> **What you are asked to do**: The full listing is needed, transcribed word for word.

> **Data for this task**:
○ ○ ○
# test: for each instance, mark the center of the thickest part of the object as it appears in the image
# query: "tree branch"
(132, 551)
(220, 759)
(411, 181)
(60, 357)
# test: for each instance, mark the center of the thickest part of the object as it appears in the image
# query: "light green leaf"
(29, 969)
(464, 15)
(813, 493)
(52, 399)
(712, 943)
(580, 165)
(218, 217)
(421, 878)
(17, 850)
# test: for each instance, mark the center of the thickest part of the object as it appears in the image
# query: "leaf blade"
○ ○ ○
> **Task output**:
# test: for each instance, mark the center of the thickest part of the object as it appears in the image
# query: "tree branch"
(132, 551)
(220, 759)
(411, 181)
(60, 357)
# test: for each instance, mark the center of the thickest part of the object as it appears in the image
# query: "light green leaf"
(29, 969)
(464, 15)
(813, 493)
(52, 399)
(712, 943)
(580, 165)
(218, 217)
(421, 878)
(17, 850)
# test: for each instance, mark the center of the thickest part of the object as it appears in the image
# query: "leaf blade"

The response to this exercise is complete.